Can you set out every line of the rows below as a Markdown table with a "Row" column holding the row number and a "Line" column holding the line itself, leaving out blank lines?

[Entries from a pointing dataset]
——

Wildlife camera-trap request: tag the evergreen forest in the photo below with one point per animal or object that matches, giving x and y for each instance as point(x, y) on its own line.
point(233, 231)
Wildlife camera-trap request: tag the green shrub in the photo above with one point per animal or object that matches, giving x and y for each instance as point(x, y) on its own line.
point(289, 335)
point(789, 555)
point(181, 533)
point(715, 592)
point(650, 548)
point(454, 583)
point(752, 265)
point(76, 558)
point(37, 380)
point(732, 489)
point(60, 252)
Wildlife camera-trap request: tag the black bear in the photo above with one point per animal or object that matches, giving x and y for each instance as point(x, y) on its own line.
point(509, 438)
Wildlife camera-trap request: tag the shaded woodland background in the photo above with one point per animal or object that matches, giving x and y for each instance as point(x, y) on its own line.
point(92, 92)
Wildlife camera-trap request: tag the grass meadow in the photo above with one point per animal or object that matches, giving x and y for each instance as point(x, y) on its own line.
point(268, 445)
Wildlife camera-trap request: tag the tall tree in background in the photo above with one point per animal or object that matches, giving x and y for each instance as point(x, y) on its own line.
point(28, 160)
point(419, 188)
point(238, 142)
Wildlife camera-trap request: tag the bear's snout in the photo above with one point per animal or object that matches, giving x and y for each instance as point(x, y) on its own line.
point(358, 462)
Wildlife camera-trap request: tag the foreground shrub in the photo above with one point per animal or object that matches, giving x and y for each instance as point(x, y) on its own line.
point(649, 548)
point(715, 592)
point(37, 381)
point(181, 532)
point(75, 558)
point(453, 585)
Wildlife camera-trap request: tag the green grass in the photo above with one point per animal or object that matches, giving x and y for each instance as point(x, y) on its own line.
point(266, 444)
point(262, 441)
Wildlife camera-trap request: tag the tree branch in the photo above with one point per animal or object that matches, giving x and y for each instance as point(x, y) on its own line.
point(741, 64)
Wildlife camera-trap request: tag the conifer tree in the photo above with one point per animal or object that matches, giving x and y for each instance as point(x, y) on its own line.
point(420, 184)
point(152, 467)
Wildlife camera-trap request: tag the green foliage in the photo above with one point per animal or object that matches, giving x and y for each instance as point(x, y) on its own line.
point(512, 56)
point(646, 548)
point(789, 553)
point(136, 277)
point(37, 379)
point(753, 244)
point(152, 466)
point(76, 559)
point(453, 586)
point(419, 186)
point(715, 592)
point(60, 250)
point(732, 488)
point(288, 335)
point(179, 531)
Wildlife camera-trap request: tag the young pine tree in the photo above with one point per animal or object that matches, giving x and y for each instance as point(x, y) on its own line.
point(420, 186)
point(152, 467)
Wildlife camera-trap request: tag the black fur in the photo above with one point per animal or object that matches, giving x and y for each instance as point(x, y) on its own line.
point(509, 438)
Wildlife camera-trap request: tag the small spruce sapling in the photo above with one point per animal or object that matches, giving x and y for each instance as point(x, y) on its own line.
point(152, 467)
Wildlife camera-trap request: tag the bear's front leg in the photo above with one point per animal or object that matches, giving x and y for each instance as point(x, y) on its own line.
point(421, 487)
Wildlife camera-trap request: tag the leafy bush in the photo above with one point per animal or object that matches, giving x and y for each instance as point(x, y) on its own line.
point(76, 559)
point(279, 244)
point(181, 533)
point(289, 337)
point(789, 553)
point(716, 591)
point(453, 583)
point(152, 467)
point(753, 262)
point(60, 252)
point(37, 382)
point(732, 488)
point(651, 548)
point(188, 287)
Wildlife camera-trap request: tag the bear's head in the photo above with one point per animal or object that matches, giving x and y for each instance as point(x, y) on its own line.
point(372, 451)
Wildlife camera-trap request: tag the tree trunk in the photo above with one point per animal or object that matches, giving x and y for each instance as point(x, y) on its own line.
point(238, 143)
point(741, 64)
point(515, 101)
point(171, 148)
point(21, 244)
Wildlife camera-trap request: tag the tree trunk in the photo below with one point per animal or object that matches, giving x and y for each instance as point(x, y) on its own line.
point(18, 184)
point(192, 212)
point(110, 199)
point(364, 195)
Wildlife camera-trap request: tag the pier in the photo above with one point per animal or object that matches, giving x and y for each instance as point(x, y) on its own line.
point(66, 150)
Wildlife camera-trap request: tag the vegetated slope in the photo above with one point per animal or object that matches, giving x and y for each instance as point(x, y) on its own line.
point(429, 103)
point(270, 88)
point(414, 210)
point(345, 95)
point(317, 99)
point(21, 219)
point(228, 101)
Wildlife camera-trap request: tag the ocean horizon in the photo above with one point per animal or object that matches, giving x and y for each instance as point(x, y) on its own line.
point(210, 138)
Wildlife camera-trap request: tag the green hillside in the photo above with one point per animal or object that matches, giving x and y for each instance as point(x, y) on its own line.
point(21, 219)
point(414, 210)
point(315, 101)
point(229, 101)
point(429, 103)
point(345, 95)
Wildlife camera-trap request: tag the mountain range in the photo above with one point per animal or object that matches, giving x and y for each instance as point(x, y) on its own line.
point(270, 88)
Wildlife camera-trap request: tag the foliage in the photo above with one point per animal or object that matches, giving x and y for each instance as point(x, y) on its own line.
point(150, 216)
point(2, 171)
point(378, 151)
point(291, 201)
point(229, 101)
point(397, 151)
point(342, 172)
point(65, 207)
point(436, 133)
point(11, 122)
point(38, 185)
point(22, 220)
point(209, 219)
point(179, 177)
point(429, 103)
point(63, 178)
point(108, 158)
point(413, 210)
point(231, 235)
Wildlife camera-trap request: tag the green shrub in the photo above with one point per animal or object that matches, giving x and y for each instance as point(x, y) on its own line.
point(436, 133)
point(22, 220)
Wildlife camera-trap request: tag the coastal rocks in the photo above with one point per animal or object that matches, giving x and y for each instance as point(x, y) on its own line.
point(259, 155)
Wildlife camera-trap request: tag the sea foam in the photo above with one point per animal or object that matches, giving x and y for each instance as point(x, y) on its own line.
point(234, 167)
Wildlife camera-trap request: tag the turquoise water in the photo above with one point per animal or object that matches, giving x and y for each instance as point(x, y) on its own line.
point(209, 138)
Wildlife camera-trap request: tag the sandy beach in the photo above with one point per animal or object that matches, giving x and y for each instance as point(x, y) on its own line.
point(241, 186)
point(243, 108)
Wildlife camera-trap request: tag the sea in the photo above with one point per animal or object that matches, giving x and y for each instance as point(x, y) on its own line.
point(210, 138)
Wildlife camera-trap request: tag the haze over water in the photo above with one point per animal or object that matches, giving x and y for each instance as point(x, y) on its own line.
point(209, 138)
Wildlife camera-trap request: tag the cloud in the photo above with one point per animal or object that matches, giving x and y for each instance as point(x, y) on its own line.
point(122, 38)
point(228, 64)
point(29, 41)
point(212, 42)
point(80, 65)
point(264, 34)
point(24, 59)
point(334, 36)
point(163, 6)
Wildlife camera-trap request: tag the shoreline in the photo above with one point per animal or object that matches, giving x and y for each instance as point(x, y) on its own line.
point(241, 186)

——

■ **Answer to this exercise**
| Row | Line |
|---|---|
| 1 | Wildlife camera-trap request: tag the evergreen forest in the photo below with one point per animal or object that matches, giving x and y for each instance as point(x, y) on its own line. |
| 2 | point(233, 231) |
| 3 | Wildlife camera-trap request: tag the green shrub in the photo above with one point per animal or object that matches, giving x and y for each instance as point(x, y) on its own line. |
| 4 | point(289, 335) |
| 5 | point(789, 555) |
| 6 | point(181, 533) |
| 7 | point(715, 592) |
| 8 | point(650, 548) |
| 9 | point(454, 583) |
| 10 | point(752, 265) |
| 11 | point(76, 558) |
| 12 | point(37, 380) |
| 13 | point(732, 489) |
| 14 | point(60, 252) |
| 15 | Wildlife camera-trap request: tag the black bear in the photo above with one point per animal or object that matches, giving x and y for each instance as point(x, y) on its own line. |
| 16 | point(509, 438) |
| 17 | Wildlife camera-trap request: tag the shaded woodland background in the photo above with one point per animal or object that matches, giving x and y for each instance as point(x, y) on its own line. |
| 18 | point(92, 92) |
| 19 | Wildlife camera-trap request: tag the grass meadow in the photo above with one point per animal or object that matches, giving x and y for each instance as point(x, y) on its own line. |
| 20 | point(268, 445) |
| 21 | Wildlife camera-trap request: tag the tall tree in background in the photo above with one point per animal or object that matches, giving x and y for each instance as point(x, y) on its own line. |
| 22 | point(28, 160) |
| 23 | point(419, 188) |
| 24 | point(238, 142) |
| 25 | Wildlife camera-trap request: tag the bear's snout in the photo above with one point per animal or object that matches, giving x and y for each instance as point(x, y) on its own line. |
| 26 | point(358, 462) |
| 27 | Wildlife camera-trap request: tag the foreground shrub in the photo above with one point per animal or object that matches, giving x and y for each instance as point(x, y) on its own line. |
| 28 | point(649, 548) |
| 29 | point(715, 592) |
| 30 | point(37, 381) |
| 31 | point(181, 532) |
| 32 | point(75, 558) |
| 33 | point(453, 585) |
| 34 | Wildlife camera-trap request: tag the green grass in the photo above with one point per animal or object that matches, giving x and y for each instance as point(x, y) on its own line. |
| 35 | point(266, 444) |
| 36 | point(262, 441) |
| 37 | Wildlife camera-trap request: tag the tree branch in the photo above with one point per animal or object that matches, giving x and y for each instance as point(x, y) on its own line. |
| 38 | point(741, 64) |
| 39 | Wildlife camera-trap request: tag the conifer tree in the photo above with one point per animal or object that matches, giving x and y for each instance as point(x, y) on its own line. |
| 40 | point(420, 184) |
| 41 | point(152, 467) |
| 42 | Wildlife camera-trap request: tag the green foliage in the photo above with one point per animal or object that matches, giving x and y for each instance as point(x, y) on its own line. |
| 43 | point(512, 56) |
| 44 | point(646, 548) |
| 45 | point(789, 553) |
| 46 | point(136, 277) |
| 47 | point(37, 379) |
| 48 | point(753, 244) |
| 49 | point(152, 466) |
| 50 | point(76, 559) |
| 51 | point(453, 586) |
| 52 | point(419, 186) |
| 53 | point(715, 592) |
| 54 | point(60, 250) |
| 55 | point(732, 488) |
| 56 | point(288, 335) |
| 57 | point(179, 531) |
| 58 | Wildlife camera-trap request: tag the young pine tree in the photo above with one point per animal or object that matches, giving x and y for each instance as point(x, y) on its own line. |
| 59 | point(420, 186) |
| 60 | point(152, 467) |
| 61 | Wildlife camera-trap request: tag the black fur in the photo above with one point per animal or object that matches, giving x and y for each instance as point(x, y) on its own line. |
| 62 | point(509, 438) |
| 63 | Wildlife camera-trap request: tag the small spruce sapling in the photo above with one point per animal or object that matches, giving x and y for each instance as point(x, y) on its own line. |
| 64 | point(152, 467) |
| 65 | Wildlife camera-trap request: tag the bear's front leg in the photo above with one point per animal or object that matches, giving x and y for each instance as point(x, y) on its own line. |
| 66 | point(421, 487) |
| 67 | Wildlife camera-trap request: tag the leafy bush in the photo above with one point per animal or object that matches, giving x and y for each instance as point(x, y) on its own line. |
| 68 | point(76, 559) |
| 69 | point(279, 244) |
| 70 | point(181, 533) |
| 71 | point(289, 337) |
| 72 | point(789, 553) |
| 73 | point(716, 591) |
| 74 | point(453, 583) |
| 75 | point(152, 467) |
| 76 | point(753, 262) |
| 77 | point(60, 252) |
| 78 | point(37, 382) |
| 79 | point(732, 488) |
| 80 | point(651, 548) |
| 81 | point(188, 287) |
| 82 | Wildlife camera-trap request: tag the bear's head in the photo above with one point per animal or object that matches, giving x and y for each instance as point(x, y) on its own line. |
| 83 | point(372, 451) |
| 84 | Wildlife camera-trap request: tag the tree trunk in the photo above with one point per animal or object that matches, giving x and y for each instance as point(x, y) on its own line. |
| 85 | point(238, 143) |
| 86 | point(741, 64) |
| 87 | point(515, 101) |
| 88 | point(171, 148) |
| 89 | point(21, 244) |
| 90 | Wildlife camera-trap request: tag the tree trunk in the photo below with one point per animal or object that matches, giving x and y for each instance as point(x, y) on its own line. |
| 91 | point(18, 184) |
| 92 | point(192, 212) |
| 93 | point(110, 199) |
| 94 | point(364, 195) |
| 95 | Wildlife camera-trap request: tag the pier in the photo above with one point per animal or object that matches, giving x and y for each instance as point(x, y) on its own line. |
| 96 | point(66, 150) |
| 97 | Wildlife camera-trap request: tag the vegetated slope in the photo above with one point per animal or object that matches, giving x and y for each instance as point(x, y) on its own line. |
| 98 | point(429, 103) |
| 99 | point(270, 88) |
| 100 | point(414, 210) |
| 101 | point(345, 95) |
| 102 | point(317, 99) |
| 103 | point(21, 219) |
| 104 | point(228, 101) |
| 105 | Wildlife camera-trap request: tag the ocean horizon in the photo above with one point per animal or object that matches, giving x and y for each instance as point(x, y) on its own line. |
| 106 | point(210, 138) |
| 107 | Wildlife camera-trap request: tag the green hillside in the photo above with one point per animal or object that matches, giving x and y for each instance as point(x, y) on its own line. |
| 108 | point(21, 219) |
| 109 | point(414, 210) |
| 110 | point(315, 101) |
| 111 | point(229, 101) |
| 112 | point(429, 103) |
| 113 | point(345, 95) |
| 114 | Wildlife camera-trap request: tag the mountain range in the photo above with one point per animal or object that matches, giving x and y for each instance as point(x, y) on its own line. |
| 115 | point(270, 88) |
| 116 | Wildlife camera-trap request: tag the foliage in the photo above with one point per animal or object that matches, giving x and y for each instance as point(x, y) on its own line. |
| 117 | point(150, 216) |
| 118 | point(2, 171) |
| 119 | point(378, 151) |
| 120 | point(291, 201) |
| 121 | point(229, 101) |
| 122 | point(397, 151) |
| 123 | point(342, 172) |
| 124 | point(65, 207) |
| 125 | point(436, 133) |
| 126 | point(11, 122) |
| 127 | point(38, 185) |
| 128 | point(22, 220) |
| 129 | point(209, 219) |
| 130 | point(179, 177) |
| 131 | point(429, 103) |
| 132 | point(63, 178) |
| 133 | point(108, 158) |
| 134 | point(413, 210) |
| 135 | point(231, 235) |
| 136 | Wildlife camera-trap request: tag the green shrub in the photo above with one point per animal or object that matches, giving x and y for each instance as point(x, y) on its own line. |
| 137 | point(436, 133) |
| 138 | point(22, 220) |
| 139 | Wildlife camera-trap request: tag the coastal rocks in the photo above with one point per animal or object that matches, giving x and y for each instance as point(x, y) on its own line. |
| 140 | point(259, 155) |
| 141 | Wildlife camera-trap request: tag the sea foam in the photo above with one point per animal or object that matches, giving x and y for each instance as point(x, y) on its own line. |
| 142 | point(234, 167) |
| 143 | Wildlife camera-trap request: tag the turquoise water in the photo above with one point per animal or object that matches, giving x and y for each instance as point(x, y) on its own line. |
| 144 | point(209, 138) |
| 145 | Wildlife camera-trap request: tag the sandy beach in the photo above with one point per animal or object that matches, giving x and y for each instance as point(x, y) on its own line. |
| 146 | point(241, 186) |
| 147 | point(243, 108) |
| 148 | Wildlife camera-trap request: tag the sea in the photo above with one point per animal or object that matches, giving x and y for each instance as point(x, y) on its own line. |
| 149 | point(210, 138) |
| 150 | Wildlife camera-trap request: tag the haze over water in the photo above with one point per animal or object that matches, giving x and y for each instance as point(x, y) on its own line. |
| 151 | point(209, 138) |
| 152 | Wildlife camera-trap request: tag the cloud in the photo above with one point per animal or object that matches, giving x and y for each instance as point(x, y) on its own line. |
| 153 | point(122, 38) |
| 154 | point(228, 64) |
| 155 | point(29, 41) |
| 156 | point(212, 42) |
| 157 | point(80, 65) |
| 158 | point(264, 34) |
| 159 | point(24, 59) |
| 160 | point(334, 36) |
| 161 | point(163, 6) |
| 162 | Wildlife camera-trap request: tag the shoreline in the photo above with one point per animal or object that matches, giving x and y for each instance as point(x, y) on its own line. |
| 163 | point(241, 186) |